EXERCISE INSTRUCTIONS
(1) Answer these questions about the chappatti recipe:
(a) By what two other names is besan known?
(b) How much hot water does the recipe list?
(c) What makes kneading much more easily done with a machine?
(2) Echo everything in the chappatti recipe from "It’s easy to" down to "flour (or more)", word for word.

------ EXCERPT ------

Sunday, 28 April 2013

Reduced Gluten Stuffed Chappatties


It’s easy to lower the gluten content in chappatties by using besan, also known as gram flour or chickpea flour.  It has a nutty taste, and it's high in protein.  I’ve never made one hundred percent besan flour chappatties though, as I’m assuming they'd be too brittle and tough.  With these, I used fifty percent organic whole wheat flour, as well as a few other tricks to notch up the taste and texture.

1 cup besan flour
1 cup whole wheat flour (or more)
½ teaspoon salt
1 teaspoon cumin seed
½ teaspoon dried chillies
1 tablespoon melted ghee

1 cup hot water

2 tablespoons melted ghee (perhaps less if you're sensible)
3 green onions, chopped
¼ cup fresh cilantro leaves
a few mint leaves (optional)

Besan, or chickpea flour is stickier than wheat flour, so I don’t like getting it on my hands.  Because it produces a tougher and stickier dough, kneading is much more easily done with a machine, so I suggest that if you have one, use it.

------ ENTRIES SHOWN ------

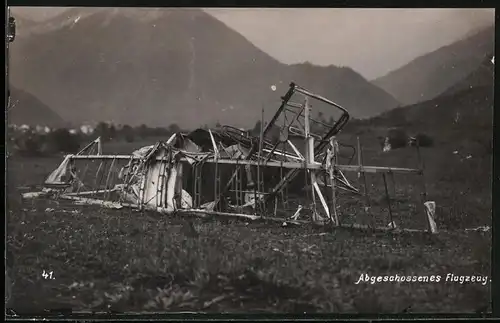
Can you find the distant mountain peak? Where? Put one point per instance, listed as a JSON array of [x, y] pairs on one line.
[[159, 67], [431, 74]]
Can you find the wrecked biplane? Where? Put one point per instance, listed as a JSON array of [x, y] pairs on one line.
[[288, 173]]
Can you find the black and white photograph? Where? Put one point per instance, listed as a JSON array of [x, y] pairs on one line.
[[249, 160]]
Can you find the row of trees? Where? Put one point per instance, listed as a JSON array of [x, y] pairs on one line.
[[31, 143], [128, 133]]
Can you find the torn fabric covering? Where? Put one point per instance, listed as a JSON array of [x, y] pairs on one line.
[[153, 183], [59, 177]]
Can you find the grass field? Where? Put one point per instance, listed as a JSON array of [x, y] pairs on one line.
[[132, 261]]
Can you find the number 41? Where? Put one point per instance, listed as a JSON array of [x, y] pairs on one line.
[[47, 276]]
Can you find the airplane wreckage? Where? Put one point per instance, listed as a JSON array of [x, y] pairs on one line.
[[294, 179]]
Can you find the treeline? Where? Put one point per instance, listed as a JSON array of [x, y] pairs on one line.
[[128, 133]]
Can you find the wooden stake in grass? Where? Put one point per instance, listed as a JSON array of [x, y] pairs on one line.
[[388, 201]]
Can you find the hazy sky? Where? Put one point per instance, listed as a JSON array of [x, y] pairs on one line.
[[371, 41]]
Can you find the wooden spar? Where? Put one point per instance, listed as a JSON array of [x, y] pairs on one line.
[[359, 155], [290, 165]]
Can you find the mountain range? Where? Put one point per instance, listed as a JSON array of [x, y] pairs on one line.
[[432, 74], [158, 67]]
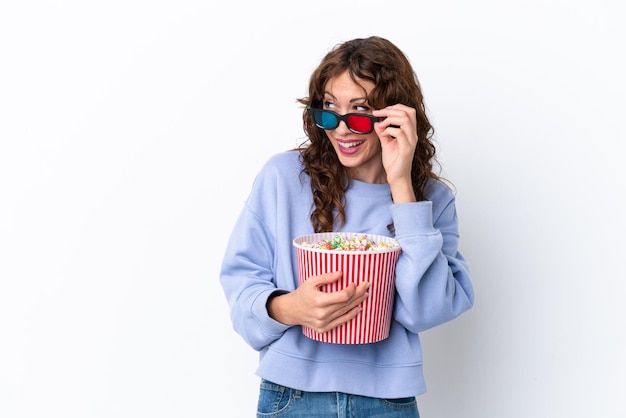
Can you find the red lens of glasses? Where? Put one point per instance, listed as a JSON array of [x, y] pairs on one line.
[[359, 123]]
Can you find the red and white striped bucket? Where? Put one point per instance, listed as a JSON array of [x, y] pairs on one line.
[[377, 267]]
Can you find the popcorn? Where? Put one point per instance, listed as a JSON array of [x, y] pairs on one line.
[[359, 242]]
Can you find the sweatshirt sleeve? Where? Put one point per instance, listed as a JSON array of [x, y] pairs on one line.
[[246, 274], [432, 277]]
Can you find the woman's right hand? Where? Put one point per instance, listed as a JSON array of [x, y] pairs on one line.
[[309, 306]]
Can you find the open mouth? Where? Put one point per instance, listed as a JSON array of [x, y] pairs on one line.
[[348, 145]]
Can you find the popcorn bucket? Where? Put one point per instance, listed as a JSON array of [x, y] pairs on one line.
[[376, 265]]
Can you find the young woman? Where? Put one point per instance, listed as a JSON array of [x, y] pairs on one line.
[[367, 166]]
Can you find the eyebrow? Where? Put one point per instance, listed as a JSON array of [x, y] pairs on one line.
[[356, 99]]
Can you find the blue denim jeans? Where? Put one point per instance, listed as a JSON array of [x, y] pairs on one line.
[[280, 401]]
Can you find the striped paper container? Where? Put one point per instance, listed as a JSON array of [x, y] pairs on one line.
[[375, 266]]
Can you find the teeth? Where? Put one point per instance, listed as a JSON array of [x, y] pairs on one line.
[[351, 144]]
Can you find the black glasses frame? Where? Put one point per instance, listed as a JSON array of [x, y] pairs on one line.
[[344, 118]]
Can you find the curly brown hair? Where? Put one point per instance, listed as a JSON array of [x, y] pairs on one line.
[[378, 60]]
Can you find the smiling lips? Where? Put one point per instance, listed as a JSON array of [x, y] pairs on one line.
[[347, 145]]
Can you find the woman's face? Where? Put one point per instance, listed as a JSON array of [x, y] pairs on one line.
[[360, 153]]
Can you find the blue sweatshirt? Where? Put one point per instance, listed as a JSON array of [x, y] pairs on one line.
[[432, 282]]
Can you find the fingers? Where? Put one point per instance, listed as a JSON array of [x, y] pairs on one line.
[[329, 309], [400, 120]]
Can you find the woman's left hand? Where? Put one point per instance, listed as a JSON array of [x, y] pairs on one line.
[[398, 139]]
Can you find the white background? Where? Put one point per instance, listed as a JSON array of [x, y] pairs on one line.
[[130, 133]]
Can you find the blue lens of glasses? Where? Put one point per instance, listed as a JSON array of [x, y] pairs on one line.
[[326, 119]]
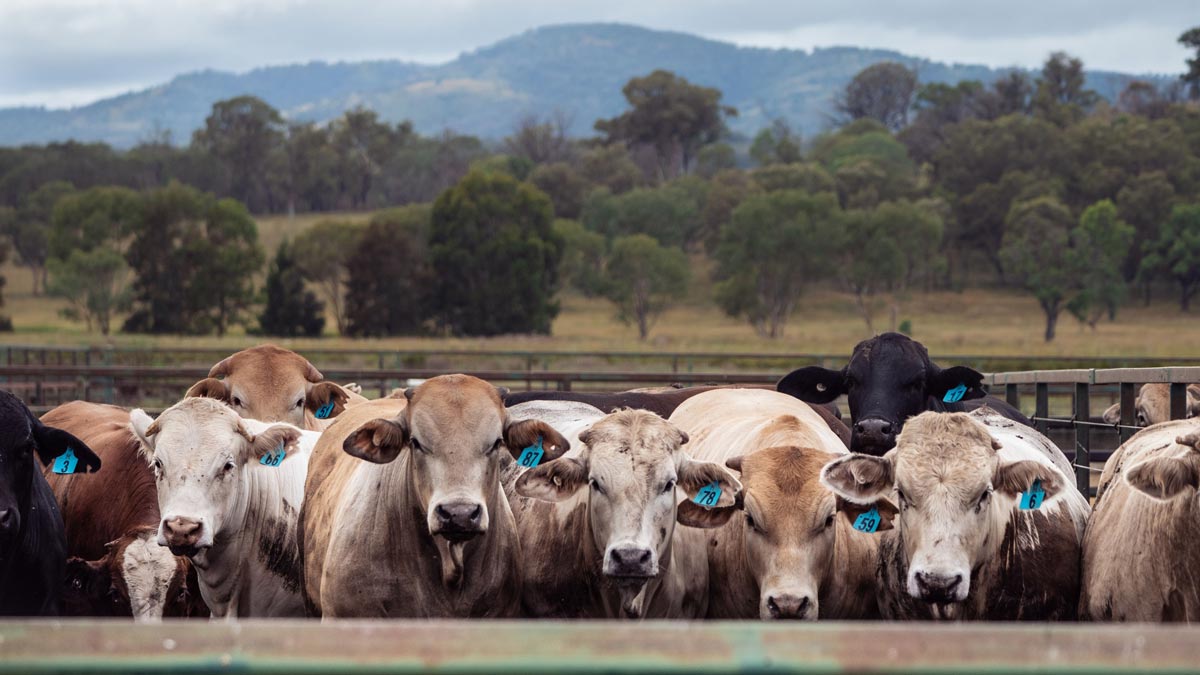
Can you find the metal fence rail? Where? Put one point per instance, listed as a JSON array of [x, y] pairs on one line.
[[556, 646]]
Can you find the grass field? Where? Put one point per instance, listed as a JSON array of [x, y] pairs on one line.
[[990, 322]]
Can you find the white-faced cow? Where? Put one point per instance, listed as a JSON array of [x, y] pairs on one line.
[[270, 383], [33, 543], [975, 527], [229, 494], [783, 556], [405, 514], [888, 380], [607, 544], [1140, 553]]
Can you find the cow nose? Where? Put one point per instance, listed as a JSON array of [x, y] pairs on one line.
[[937, 587], [459, 518], [630, 561], [786, 605]]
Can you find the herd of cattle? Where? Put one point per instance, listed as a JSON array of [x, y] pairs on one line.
[[270, 491]]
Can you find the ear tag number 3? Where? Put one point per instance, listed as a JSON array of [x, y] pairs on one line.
[[273, 458], [868, 521], [955, 394], [708, 495], [65, 463], [531, 457], [1035, 497]]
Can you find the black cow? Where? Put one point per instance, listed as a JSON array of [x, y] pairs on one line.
[[888, 380], [33, 542]]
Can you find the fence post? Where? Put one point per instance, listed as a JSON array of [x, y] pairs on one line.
[[1083, 438]]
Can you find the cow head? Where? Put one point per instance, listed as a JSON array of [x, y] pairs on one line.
[[22, 437], [633, 469], [888, 380], [201, 453], [270, 383], [453, 428], [135, 578], [954, 499], [789, 527]]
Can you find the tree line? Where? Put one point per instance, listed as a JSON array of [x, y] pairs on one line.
[[1029, 181]]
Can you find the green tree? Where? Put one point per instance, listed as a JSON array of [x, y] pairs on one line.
[[1098, 248], [882, 93], [671, 115], [495, 257], [322, 255], [774, 244], [1036, 254], [389, 282], [1176, 251], [292, 309], [643, 278]]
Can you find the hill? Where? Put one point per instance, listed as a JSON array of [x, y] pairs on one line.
[[577, 69]]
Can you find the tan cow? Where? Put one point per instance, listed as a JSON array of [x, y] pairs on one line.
[[1140, 554], [607, 545], [1153, 405], [975, 527], [405, 514], [784, 557], [270, 383]]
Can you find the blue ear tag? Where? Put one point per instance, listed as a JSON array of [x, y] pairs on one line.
[[708, 495], [868, 521], [1035, 497], [955, 394], [531, 457], [274, 458], [65, 463]]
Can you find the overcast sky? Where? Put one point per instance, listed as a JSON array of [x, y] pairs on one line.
[[70, 52]]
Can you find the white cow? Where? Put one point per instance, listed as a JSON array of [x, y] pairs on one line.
[[229, 493]]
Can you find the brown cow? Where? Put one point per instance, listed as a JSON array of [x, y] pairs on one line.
[[270, 383], [1140, 559], [403, 513], [785, 557], [117, 571]]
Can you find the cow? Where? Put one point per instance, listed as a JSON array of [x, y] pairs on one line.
[[1153, 405], [977, 524], [33, 542], [599, 524], [117, 567], [661, 401], [888, 380], [229, 495], [405, 514], [270, 383], [784, 557], [1139, 561]]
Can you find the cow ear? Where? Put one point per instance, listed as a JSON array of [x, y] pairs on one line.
[[858, 478], [1018, 477], [53, 442], [520, 435], [378, 441], [814, 384], [209, 388], [1163, 478], [695, 476], [274, 444], [319, 398], [553, 481], [951, 378]]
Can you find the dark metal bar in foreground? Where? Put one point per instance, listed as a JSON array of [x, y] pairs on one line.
[[549, 646]]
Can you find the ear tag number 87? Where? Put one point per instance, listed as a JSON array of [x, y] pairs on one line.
[[532, 455]]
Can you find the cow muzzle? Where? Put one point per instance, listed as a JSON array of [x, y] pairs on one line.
[[184, 536], [459, 521]]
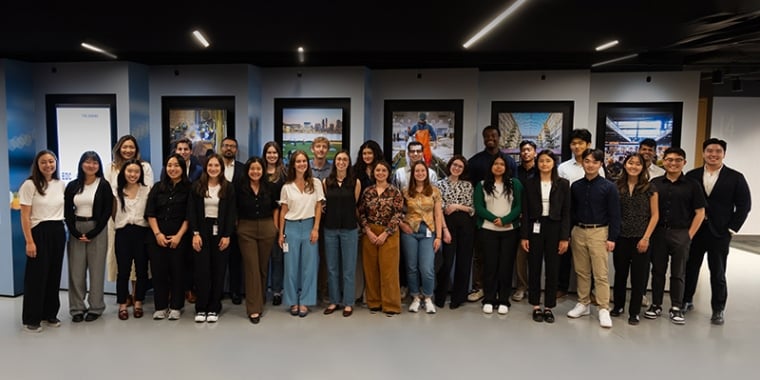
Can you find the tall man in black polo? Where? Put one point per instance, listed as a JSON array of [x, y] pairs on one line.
[[682, 209], [728, 203]]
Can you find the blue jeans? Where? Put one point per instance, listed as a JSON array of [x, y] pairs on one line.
[[301, 262], [341, 248], [420, 261]]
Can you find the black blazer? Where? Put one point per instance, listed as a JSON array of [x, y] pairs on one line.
[[728, 204], [102, 208], [226, 219], [559, 206]]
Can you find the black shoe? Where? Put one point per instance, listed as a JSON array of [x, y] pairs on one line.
[[718, 318], [538, 315]]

------

ANSWERS BELOW
(1)
(a) Gram flour and chickpea flour.
(b) 1 cup.
(c) Besan produces a tougher and stickier dough.

(2)
It’s easy to lower the gluten content in chappatties by using besan, also known as gram flour or chickpea flour.  It has a nutty taste, and it's high in protein.  I’ve never made one hundred percent besan flour chappatties though, as I’m assuming they'd be too brittle and tough.  With these, I used fifty percent organic whole wheat flour, as well as a few other tricks to notch up the taste and texture.

1 cup besan flour
1 cup whole wheat flour (or more)